Activity A:
Answer these about the reviews of the book on Oliver, one line each:
(i) What animal did one reviewer see a hawk kill?
(ii) What is the first thing the second quoted passage says we must undergo before addressing environmental degradation?
(iii) What does the first reviewer say the author insists Oliver is not?
Activity B: Quote the reviews of the book on Oliver between "Literally why have" and "it. Perfect timing.", inclusive.
Activity C: Write what comes next in the reviews of the book on Oliver, picking up after their final passage.

Document section:
##############################
This book goes a very long way to reconnecting what has been disconnected. I felt that it lost its way a little towards the end but there are so many wonderful, inspiring quotes here (especially about mud!), so many threads to follow, and so much deep-heartedness that that hardly matters. And I loved his insistence that Oliver is not a 'sentimental poet'. Indeed not!
Literally why have I not read this until now. Loved it! Already want to reread! MO forever and ever and ever amen.
While I was reading the part about death, I witnessed a hawk strangle a squirrel in its talons, carry it to a tree branch, and devour it. Perfect timing.
“… when we compare the two books of God we can see that both function to ask the reader, Who are you and how do you intend to live? In reading both we encounter holiness, we receive a blessing, we are healed, we are reborn. Just as Wink can talk about the Bible in human transformation, so Oliver could talk about ‘Nature in Human Transformation.’ She brings us to the temple in the wildwood and challenges us ‘to believe in everything,’ to ‘begin again,’ to ‘look!’”
“Before any attempt to address the problems of environmental degradation, however, we must undergo a change of consciousness. We must come to a new sense of the sacredness of the earth under our feet and the sky over our heads. We must come to the humble awareness that we humans are only one part of ‘the family of things.’ We must experience a new vision of the beauty of our world. That is why we so desperately need the artists among us. ‘I am a performing artist,’ Oliver says, ‘I perform admiration. / Come with me, I want my poems to say. And do the same.’ That is exactly what we intend to do.”
##############################
Given information:
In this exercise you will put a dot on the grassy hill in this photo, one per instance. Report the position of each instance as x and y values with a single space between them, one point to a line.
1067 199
##############################
Task output A:
(i) A squirrel.
(ii) A change of consciousness.
(iii) A 'sentimental poet'.

Task output B:
Literally why have I not read this until now. Loved it! Already want to reread! MO forever and ever and ever amen.
While I was reading the part about death, I witnessed a hawk strangle a squirrel in its talons, carry it to a tree branch, and devour it. Perfect timing.

Task output C:
“As she points out in a brief essay, portraying animals as cute prevents our understanding of nature as ‘a realm both sacred and intricate, as well as powerful, of which we are no more than a single part.’ Her refusal to belittle any part of nature—animal, vegetable, or mineral—sounds like a renunciation of the ‘rule and conquer’ anthropology implied in Genesis 1.28: ‘I would not be the overlord of a single blade of grass, that I might be its sister.’ The more that we humanize nature, then, the more we express our alienation from it. Naming animals (Bambi), making them look and talk like us, robs them of their sacredness, that is, their holiness. To be holy means to be ‘set apart.’ Ironically, we cannot be a part of nature unless we can acknowledge its otherness. As Abram says of indigenous cultures, our ‘otherness’ as humans is made ‘eerily potent’ precisely by our ‘familial’ connection. For Oliver, the goal is not to make animals human, but, by imaginative attention, to intuit what it might be like to be an animal. It is the very wildness of animals that makes them spiritually significant. Domestication—whether physical or metaphorical—robs them of their otherness and reduces them to playthings.”
“‘Resurrection,’ therefore, seems to refer to a return to that larger ‘family’ to which all beings belong. That return is part of the process that produces or nurtures new life in some form—the ecological benefits of brutality. Owls—some of the most frequent predators in Oliver’s poems—‘are what keeps everything / enough, but not too many’ (‘Bowing to the Empress,’ DW 55). In fact, one of the poems that describes the owl’s bloody feeding is called ‘Praise’ (HL 46).”
A clear, straightforward, and attractive account of Mary Oliver's unsentimental romanticism, in dialogue with the Hebrew Bible and with modern Jewish thinkers like Martin Buber and Abraham Heschel. In her poem 'The Turtle', Mary Oliver writes:
Nothing's important except that the great and cruel mystery of the world, of which this is a part, not to be denied.
This book gives a rich account of both sides - the world's mysterious greatness as well as its mysterious cruelty. Recommended for anyone who enjoys Mary Oliver's poetry.